━━━ TEXT

Tuesday, February 13, 2018

Americas on First. Whats on Second.

Abbot and Costello made a very funny skit about baseball – the most famous lines were: who's on first; what's on second; I dunno is on third. It is one of the funniest bits ever. Try it at youtube: https://www.youtube.com/watch?v=kTcRRaXV-fg

The point of that bit is that language can be confusing. Abbott and Costello talk past each other in a very revealing way. It reminds me of what we have today with the phrase "America First". In the destructive political environment we live in today, even such innocuous words can cause extreme, emotional, even violent reactions from the poles of the political spectrum. So I thought I would have a little fun with that today.

In grade school, I was usually first in line for recess and lunch. Being first was not anything to envy. America is not first in a lot of things and for good reason. I doubt we could ever place first in a rugby or a badminton match. And of course, China and India have us beat on population, and we are even pretty far down the list when it comes to income per person. You can’t be first at everything.

Which brings up lots of things America is good at. We are best in the world at American football. No one makes bourbon or JD like Americans. It’s not easy to beat America at swimming or average wealth per person. Then there is Kentucky Fried Chicken and McDonalds.

━━━━━━
━━━ DATASET CONTENT

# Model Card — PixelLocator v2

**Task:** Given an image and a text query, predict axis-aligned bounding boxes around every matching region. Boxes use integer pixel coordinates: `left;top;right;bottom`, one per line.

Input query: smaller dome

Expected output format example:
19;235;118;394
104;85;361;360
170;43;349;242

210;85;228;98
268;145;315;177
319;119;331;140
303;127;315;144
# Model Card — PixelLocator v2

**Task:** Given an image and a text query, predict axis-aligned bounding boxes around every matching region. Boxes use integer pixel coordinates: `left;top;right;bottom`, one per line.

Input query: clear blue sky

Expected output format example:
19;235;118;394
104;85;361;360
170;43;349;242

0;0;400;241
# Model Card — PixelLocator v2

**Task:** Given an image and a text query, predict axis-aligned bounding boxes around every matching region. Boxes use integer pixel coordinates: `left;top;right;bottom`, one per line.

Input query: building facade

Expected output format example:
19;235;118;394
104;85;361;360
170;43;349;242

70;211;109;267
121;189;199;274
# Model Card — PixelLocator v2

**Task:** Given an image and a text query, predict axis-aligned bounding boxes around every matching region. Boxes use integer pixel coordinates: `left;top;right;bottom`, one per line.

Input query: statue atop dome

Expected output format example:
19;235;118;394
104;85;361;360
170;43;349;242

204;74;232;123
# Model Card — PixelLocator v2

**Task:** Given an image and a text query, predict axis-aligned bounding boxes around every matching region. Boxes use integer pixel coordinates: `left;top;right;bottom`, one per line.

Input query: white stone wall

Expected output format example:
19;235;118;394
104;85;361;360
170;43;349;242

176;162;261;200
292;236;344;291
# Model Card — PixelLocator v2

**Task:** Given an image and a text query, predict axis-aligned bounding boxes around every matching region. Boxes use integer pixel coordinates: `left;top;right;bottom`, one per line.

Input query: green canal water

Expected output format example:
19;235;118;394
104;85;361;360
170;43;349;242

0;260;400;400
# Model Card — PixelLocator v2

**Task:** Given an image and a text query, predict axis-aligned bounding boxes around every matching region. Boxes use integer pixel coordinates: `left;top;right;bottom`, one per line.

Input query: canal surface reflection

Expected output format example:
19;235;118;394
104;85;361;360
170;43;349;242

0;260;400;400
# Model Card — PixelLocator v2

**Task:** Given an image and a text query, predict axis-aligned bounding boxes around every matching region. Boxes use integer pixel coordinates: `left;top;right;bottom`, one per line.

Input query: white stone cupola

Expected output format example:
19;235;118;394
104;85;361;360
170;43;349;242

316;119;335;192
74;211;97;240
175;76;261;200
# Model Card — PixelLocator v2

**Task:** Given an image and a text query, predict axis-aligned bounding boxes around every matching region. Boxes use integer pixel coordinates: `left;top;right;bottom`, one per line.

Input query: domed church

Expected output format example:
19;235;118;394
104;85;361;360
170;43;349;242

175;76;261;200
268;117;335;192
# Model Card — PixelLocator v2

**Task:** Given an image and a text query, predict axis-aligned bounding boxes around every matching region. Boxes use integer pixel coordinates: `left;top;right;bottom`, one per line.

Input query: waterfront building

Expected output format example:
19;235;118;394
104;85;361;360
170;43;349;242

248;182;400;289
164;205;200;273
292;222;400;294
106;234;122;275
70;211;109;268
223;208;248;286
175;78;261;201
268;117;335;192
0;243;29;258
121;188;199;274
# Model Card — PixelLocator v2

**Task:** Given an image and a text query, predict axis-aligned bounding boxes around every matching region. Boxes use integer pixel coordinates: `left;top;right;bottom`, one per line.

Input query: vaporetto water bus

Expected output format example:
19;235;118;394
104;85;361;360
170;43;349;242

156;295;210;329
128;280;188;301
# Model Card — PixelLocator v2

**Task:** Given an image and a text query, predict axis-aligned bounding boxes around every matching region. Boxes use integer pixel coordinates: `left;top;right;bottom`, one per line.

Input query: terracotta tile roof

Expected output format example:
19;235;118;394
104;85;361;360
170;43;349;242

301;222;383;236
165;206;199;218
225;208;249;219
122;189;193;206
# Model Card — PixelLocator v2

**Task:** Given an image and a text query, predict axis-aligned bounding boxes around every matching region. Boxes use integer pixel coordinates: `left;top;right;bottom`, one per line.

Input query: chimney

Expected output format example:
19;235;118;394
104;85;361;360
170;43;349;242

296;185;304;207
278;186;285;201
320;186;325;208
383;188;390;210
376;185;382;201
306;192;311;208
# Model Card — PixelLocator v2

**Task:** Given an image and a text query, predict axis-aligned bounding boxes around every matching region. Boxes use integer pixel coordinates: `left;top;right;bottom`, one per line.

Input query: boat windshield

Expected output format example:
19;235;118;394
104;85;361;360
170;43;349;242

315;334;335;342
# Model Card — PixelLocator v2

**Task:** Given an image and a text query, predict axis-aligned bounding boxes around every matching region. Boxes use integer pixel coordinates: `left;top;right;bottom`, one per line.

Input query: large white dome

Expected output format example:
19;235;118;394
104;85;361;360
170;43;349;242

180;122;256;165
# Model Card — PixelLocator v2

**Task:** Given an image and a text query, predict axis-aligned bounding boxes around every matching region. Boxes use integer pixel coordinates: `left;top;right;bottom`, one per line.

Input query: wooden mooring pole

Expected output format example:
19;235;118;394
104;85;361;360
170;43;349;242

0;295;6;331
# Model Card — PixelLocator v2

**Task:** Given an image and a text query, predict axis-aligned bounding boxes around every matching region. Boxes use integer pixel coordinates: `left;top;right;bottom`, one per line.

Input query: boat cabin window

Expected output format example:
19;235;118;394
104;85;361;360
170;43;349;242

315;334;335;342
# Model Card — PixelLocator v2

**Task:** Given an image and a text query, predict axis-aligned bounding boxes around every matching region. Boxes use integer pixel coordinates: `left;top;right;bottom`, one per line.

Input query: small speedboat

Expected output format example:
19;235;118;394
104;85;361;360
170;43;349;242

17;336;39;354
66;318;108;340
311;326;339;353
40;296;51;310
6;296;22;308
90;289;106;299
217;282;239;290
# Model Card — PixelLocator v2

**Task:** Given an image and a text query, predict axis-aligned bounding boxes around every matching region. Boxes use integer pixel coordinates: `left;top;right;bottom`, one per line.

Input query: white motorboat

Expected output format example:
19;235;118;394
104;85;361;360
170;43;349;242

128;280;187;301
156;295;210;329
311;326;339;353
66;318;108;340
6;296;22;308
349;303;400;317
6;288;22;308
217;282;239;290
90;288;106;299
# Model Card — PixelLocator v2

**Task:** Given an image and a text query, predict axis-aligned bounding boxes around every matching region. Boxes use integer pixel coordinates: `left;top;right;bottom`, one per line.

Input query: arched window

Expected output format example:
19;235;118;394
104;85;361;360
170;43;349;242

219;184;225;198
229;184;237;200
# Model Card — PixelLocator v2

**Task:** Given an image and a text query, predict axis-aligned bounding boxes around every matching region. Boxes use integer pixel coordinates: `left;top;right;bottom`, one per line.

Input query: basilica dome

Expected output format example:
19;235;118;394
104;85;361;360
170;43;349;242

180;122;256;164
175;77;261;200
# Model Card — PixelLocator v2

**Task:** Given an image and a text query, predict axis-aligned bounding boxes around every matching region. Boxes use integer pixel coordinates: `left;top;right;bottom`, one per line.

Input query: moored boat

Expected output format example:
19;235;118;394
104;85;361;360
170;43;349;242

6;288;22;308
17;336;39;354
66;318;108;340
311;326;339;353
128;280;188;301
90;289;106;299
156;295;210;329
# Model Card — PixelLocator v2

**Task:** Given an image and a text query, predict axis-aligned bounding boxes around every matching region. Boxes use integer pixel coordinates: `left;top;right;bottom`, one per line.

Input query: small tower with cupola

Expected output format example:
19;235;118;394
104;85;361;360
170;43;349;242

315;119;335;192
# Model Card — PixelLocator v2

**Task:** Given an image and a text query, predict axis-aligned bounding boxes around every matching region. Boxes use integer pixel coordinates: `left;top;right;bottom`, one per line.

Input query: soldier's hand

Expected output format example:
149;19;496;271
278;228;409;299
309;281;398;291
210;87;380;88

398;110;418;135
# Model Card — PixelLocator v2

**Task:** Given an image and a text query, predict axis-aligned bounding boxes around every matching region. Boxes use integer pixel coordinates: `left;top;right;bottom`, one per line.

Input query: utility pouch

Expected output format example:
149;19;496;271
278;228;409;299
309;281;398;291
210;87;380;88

━━━━━━

*EXERCISES TO COMPLETE*.
a) Decide whether each statement below agrees with the blog post. Answer yes or no for each, and quote the words of the post that settle it.
(i) The writer was usually first in line for recess and lunch in grade school.
(ii) According to the writer, America ranks first in income per person.
(iii) The Abbott and Costello skit is about football.
b) According to the blog post, what is the point of the Abbott and Costello bit?
c) Carry the blog post forward from its last sentence, writing the next part in the same voice.

*TASK-BY-TASK RESULTS*.
a)
(i) Yes: "In grade school, I was usually first in line for recess and lunch."
(ii) No: "we are even pretty far down the list when it comes to income per person."
(iii) No: "Abbot and Costello made a very funny skit about baseball"

b) The point is that language can be confusing.

c)
So what is the big deal when it comes to America First? President Trump says he wants to make America great again and he wants to do it by putting America first. That sounds pretty intuitive but maybe not. Think about most relationships. Percy Sledge’s second verse in his song When a Man Loves a Woman goes like this:

When a man loves a woman
Spend his very last dime
Trying to hold on to what he needs
He'd give up all his comforts
And sleep out in the rain
If she said that's the way
It ought to be

Sleeping out in the rain is not my idea of a good time but Percy had it right – the best way to have a great relationship is to put your friend in first place. There is no competition here. A rising tide lifts all boats. Not putting yourself in first place is sometimes the best way to be tied for first place.

Got you humming the song, right? What a great song. Anyway, the point is that this works for America too. I am trying to not imagine a ménage à trois with President Trump, Theresa May, and Angela Merkel but it is true that the US has great relationships with many countries. Thumbing your nose at them or somehow threatening them is not always the best way to do what’s good for the USA. Again, America First might mean America selfishly making nice with our friends abroad. (Notice I said with our friends.)

So is there any sense in which America First is a positive slogan? I think so. When you won the spelling bee in fifth grade you were proud of yourself. When you played on the state championship athletic team you were equally proud. When the US Olympic team came in first you might have raised your fist into the air with pride. Moving to first chair in the orchestra made your parents beam with pride. Being first can be the sign of things that are very good for us.

You practiced every day. You set goals and tried to achieve them. You learned the value daily of learning from your mistakes. A competition can sometimes make you even better than you were. This learning doesn’t just make you the kid that got the trophy. It turned you into a person who takes great pride in solving problems, learning new things, and being a great example for people around you.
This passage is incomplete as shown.